What you need to do
Pull out the material verbatim, starting at the line that contains "trousers --vertices whole-pixels" and ending with its final line.

==========

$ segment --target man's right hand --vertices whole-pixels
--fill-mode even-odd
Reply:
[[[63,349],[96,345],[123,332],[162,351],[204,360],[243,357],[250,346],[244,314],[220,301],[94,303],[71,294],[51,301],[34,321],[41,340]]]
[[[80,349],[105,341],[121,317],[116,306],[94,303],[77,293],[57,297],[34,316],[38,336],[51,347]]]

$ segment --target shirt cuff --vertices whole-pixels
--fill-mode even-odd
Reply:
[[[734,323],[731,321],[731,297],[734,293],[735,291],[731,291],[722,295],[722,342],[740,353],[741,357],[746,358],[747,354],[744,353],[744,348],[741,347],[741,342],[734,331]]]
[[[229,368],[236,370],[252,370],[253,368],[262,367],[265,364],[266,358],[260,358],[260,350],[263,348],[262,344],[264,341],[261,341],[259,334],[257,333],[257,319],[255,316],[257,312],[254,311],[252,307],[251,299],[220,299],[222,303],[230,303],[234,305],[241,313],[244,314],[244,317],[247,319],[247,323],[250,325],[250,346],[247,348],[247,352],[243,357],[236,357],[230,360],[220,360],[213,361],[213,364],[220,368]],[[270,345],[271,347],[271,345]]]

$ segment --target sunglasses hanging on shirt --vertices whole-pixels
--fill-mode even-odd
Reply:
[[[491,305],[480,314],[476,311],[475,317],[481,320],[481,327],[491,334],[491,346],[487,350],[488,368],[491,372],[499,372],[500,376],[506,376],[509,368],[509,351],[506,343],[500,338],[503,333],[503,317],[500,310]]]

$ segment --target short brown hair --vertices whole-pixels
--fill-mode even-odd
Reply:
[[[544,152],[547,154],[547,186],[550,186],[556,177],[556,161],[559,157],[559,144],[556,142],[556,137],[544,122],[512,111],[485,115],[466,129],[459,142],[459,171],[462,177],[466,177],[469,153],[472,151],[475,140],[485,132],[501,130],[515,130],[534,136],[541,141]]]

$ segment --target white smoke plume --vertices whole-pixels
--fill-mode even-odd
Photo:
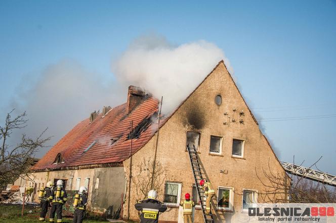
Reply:
[[[46,137],[53,136],[48,143],[53,146],[91,112],[124,103],[130,85],[142,87],[158,99],[163,96],[162,112],[169,113],[222,60],[232,74],[223,51],[214,44],[202,40],[176,45],[162,36],[144,36],[113,63],[116,81],[106,83],[106,76],[90,72],[75,61],[64,60],[48,67],[34,81],[24,78],[2,113],[13,108],[16,114],[26,110],[28,125],[21,133],[34,137],[48,127]],[[13,133],[13,142],[19,133]]]
[[[73,61],[64,60],[49,66],[27,89],[29,79],[26,77],[23,80],[15,98],[3,114],[13,108],[17,114],[26,110],[29,121],[21,132],[34,137],[48,127],[45,136],[53,136],[48,143],[50,146],[79,122],[89,118],[91,112],[99,109],[101,112],[104,105],[123,103],[127,97],[127,88],[105,84],[106,78]],[[13,143],[20,138],[20,132],[13,132]],[[44,149],[37,156],[49,149]]]
[[[162,113],[169,114],[200,83],[224,52],[204,40],[174,45],[155,35],[141,37],[112,64],[118,80],[144,88],[158,99],[163,96]]]

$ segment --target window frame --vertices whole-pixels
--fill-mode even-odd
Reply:
[[[212,152],[210,149],[211,148],[211,137],[213,136],[214,137],[217,137],[219,138],[220,139],[220,143],[219,143],[219,152]],[[224,137],[223,136],[220,136],[219,135],[210,135],[210,144],[209,145],[209,153],[212,154],[215,154],[215,155],[218,155],[218,154],[222,154],[222,147],[223,147],[223,140]]]
[[[177,203],[167,203],[164,202],[164,197],[165,196],[165,187],[167,184],[175,184],[178,185],[178,191],[177,191]],[[181,190],[182,188],[182,183],[181,182],[174,182],[172,181],[166,181],[164,183],[164,191],[163,192],[163,202],[164,204],[166,205],[170,206],[176,206],[178,207],[180,206],[180,202],[181,202]]]
[[[248,209],[244,209],[243,207],[243,205],[244,204],[244,191],[251,191],[254,192],[253,199],[254,202],[253,203],[253,204],[252,205],[253,207],[255,207],[256,206],[256,204],[257,204],[257,201],[258,200],[258,191],[257,190],[243,188],[242,194],[241,195],[241,212],[247,213],[248,212]]]
[[[233,140],[238,140],[242,142],[241,145],[241,155],[233,154]],[[233,157],[244,158],[244,150],[245,149],[245,140],[237,138],[232,138],[232,146],[231,146],[231,156]]]
[[[79,180],[78,180],[79,179]],[[80,187],[80,181],[81,181],[81,177],[77,177],[76,178],[76,189],[75,190],[78,191],[79,190]]]
[[[199,136],[198,136],[198,145],[197,146],[197,149],[196,150],[196,151],[197,152],[199,152],[199,151],[200,151],[199,148],[200,148],[200,145],[201,145],[201,133],[199,132],[194,132],[194,131],[193,131],[192,130],[190,130],[190,131],[189,130],[187,130],[187,131],[186,132],[186,143],[185,143],[186,150],[187,150],[187,143],[188,143],[188,136],[187,135],[187,134],[188,134],[188,132],[191,132],[191,133],[197,133],[199,135]]]
[[[233,210],[233,191],[234,190],[234,188],[233,187],[224,187],[224,186],[220,186],[218,187],[217,188],[217,194],[219,195],[219,190],[220,189],[224,189],[224,190],[229,190],[229,207],[219,207],[218,206],[218,203],[219,203],[219,200],[218,199],[219,197],[218,196],[217,196],[217,204],[216,205],[216,207],[217,208],[217,210],[227,210],[227,211],[232,211]]]

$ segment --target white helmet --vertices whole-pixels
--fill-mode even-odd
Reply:
[[[155,190],[151,190],[148,192],[148,199],[156,199],[157,196],[157,193],[156,193],[156,191]]]
[[[59,180],[56,183],[56,185],[63,186],[63,181],[62,180]]]
[[[49,187],[49,188],[51,188],[53,187],[53,182],[51,181],[48,181],[47,182],[47,185],[46,185],[46,187]]]
[[[85,194],[88,192],[88,189],[87,189],[86,187],[84,187],[83,186],[82,186],[79,188],[79,194]]]

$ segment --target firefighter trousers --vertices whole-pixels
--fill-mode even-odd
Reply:
[[[55,217],[55,214],[56,213],[57,214],[57,222],[59,223],[62,222],[62,204],[58,202],[55,202],[52,204],[49,221],[54,222],[54,218]]]
[[[214,194],[212,194],[211,195],[207,195],[206,196],[206,200],[205,200],[205,206],[206,206],[205,213],[206,213],[207,214],[210,213],[210,210],[211,209],[211,205],[210,202]]]
[[[184,223],[193,223],[192,214],[183,214],[183,221]]]
[[[44,221],[46,219],[46,215],[48,211],[48,206],[49,206],[49,202],[47,200],[41,200],[41,213],[39,214],[39,220],[41,221]]]
[[[84,215],[85,214],[85,211],[80,209],[76,209],[73,213],[73,219],[72,219],[72,223],[81,223],[84,219]]]

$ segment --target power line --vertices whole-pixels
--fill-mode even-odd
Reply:
[[[317,116],[297,116],[294,117],[279,117],[279,118],[261,118],[259,120],[271,120],[271,119],[298,119],[302,118],[317,118],[317,117],[334,117],[336,114],[330,115],[319,115]]]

==========

Expected output
$ segment --target firefighter trousers --vertices whole-pixels
--fill-mode even-odd
Reply:
[[[55,217],[55,214],[56,213],[57,214],[57,222],[59,223],[62,222],[62,204],[58,202],[55,202],[52,204],[49,221],[54,222],[54,218]]]
[[[214,194],[212,194],[211,195],[207,195],[206,196],[206,200],[205,200],[205,206],[206,206],[205,213],[206,213],[207,214],[210,213],[210,210],[211,209],[211,205],[210,202]]]
[[[184,223],[193,223],[192,214],[183,214],[183,221]]]
[[[44,221],[46,219],[46,215],[48,211],[48,206],[49,206],[49,202],[47,200],[41,200],[41,213],[39,214],[39,220],[41,221]]]
[[[84,215],[85,214],[85,211],[80,209],[76,209],[73,213],[73,219],[72,219],[72,223],[81,223],[84,219]]]

$ segment --target power line --vertices whole-pixels
--fill-mode even-odd
Reply:
[[[317,116],[297,116],[294,117],[279,117],[279,118],[261,118],[259,120],[271,120],[271,119],[298,119],[302,118],[317,118],[317,117],[334,117],[336,114],[330,115],[319,115]]]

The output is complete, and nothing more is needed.